→ AUFGABE 1
An welchem Tag veröffentlicht die Band FHEELS laut dem Text über den Sänger Felix Brückner ihr Debütalbum?
→ AUFGABE 2
Setzen Sie den Text über den Sänger Felix Brückner nach seinem letzten Satz fort.

++++ TEXTAUSZUG

FHEELS-Sänger Felix Brückner meistert Leben als Rocker im Rollstuhl

Die Band FHEELS um Sänger Felix Brückner (vorne) bringt ihr erstes Album auf den Markt.

Quelle: Sophie Schwarzenberger

FHEELS sind als Rockband wohl ziemlich einzigartig – denn Sänger Felix Brückner sitzt im Rollstuhl. Im Interview erklärt er, was auf deutschen Bühnen in Bezug auf Barrierefreiheit noch getan werden muss. Ausserdem spricht er über das vermeintliche Tabuthema Sexualität und Behinderung.

Bei der Barrierefreiheit auf deutschen Bühnen herrscht Nachholbedarf. Dies prangert Felix Brückner, der Sänger der Hamburger Rockband FHEELS, an. Und er muss es wissen: Der Musiker sitzt seit einem Unfall im Teenageralter im Rollstuhl. Er werde „auf 95 Prozent der Bühnen getragen“, erzählt Brückner im Interview mit spot on news. Der Sänger spricht ganz offen über sein Leben im Rollstuhl, auch über das vermeintliche Tabuthema Sexualität und Behinderung. Dennoch sei es ein „jahrelanger Prozess“ gewesen, seine Behinderung zu akzeptieren – „und ist es manchmal noch immer“. Die Band FHEELS, die am 1. April ihr Debütalbum „Lotus“ veröffentlicht, ist für ihn „gelebte Inklusion“.

Ihr Debütalbum trägt den Titel „Lotus“. Welche Bedeutung hat die Lotusblüte für Sie?

Felix Brückner: Der Lotus steht unter anderem für Reinheit. Reinheit, die auch unsere Songs in ihren Eigenarten auszeichnet. Sie sind Resultat von vier Musikern, die nie den Anspruch verfolgten, damit kommerziell erfolgreich zu werden, sondern in erster Linie Songs zu schreiben, die ihnen gefallen. „Lotus“ ist deshalb das klassische erste, noch wenig von aussen beeinflusste Album und zeichnet sich deshalb durch die Reinheit der kreativen Ideen fernab des Mainstreams aus.

++++++++
++++ DATENAUSZUG

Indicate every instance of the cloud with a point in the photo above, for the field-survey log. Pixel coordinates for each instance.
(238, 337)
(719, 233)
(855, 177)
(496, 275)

++++++++

→ ANTWORTFELD 1
Am 1. April.

→ ANTWORTFELD 2
Das Album erscheint am 1. April – ein passendes Datum? Haben Sie einen Aprilscherz eingebaut?

Brückner: Wir haben tatsächlich darüber nachgedacht, aber uns ist kein wirklich guter Scherz eingefallen.

Was inspiriert Sie zu Ihren Songtexten?

Brückner: Oftmals wird angenommen, dass sich die Texte im Schwerpunkt um meine Behinderung drehen müssen. Das liegt meiner Meinung nach im gesellschaftlichen Bild von Menschen mit Behinderung begründet – der Unterstellung, dass die Lebensrealität behinderter Menschen ausschliesslich durch die Auseinandersetzung mit eben dieser Behinderung geprägt ist. Dabei drehen sich unser Alltag, unsere Bedürfnisse, Wünsche und Emotionen genau um die gleichen Dinge: Liebe, Sex, Selbstfindung, Gesellschaftskritik, glücklich und traurig sein, und sie sind deshalb auch meine Inspiration.

In „Phil the Beggar“ geht es etwa um den Ausbruch aus der gesellschaftlichen Norm. Inwiefern betrifft Sie dieses Thema persönlich?

Brückner: Ich beschäftige mich oft mit der Frage, ob mein Verhalten intrinsischer Natur ist oder ob ich mal wieder von den oft medial geprägten wertvoll- und wertlos-Definitionen getrieben bin. Warum es mir beispielsweise mal wieder nicht gelingt zu ignorieren, dass die Mehrheit der Gesellschaft mein Musikerdasein als nicht ernstzunehmenden Beruf ansieht, solange mir nicht tausende, kreischende Menschen auf Konzerten zujubeln oder ich mit dem Privatjet von Gig zu Gig fliege.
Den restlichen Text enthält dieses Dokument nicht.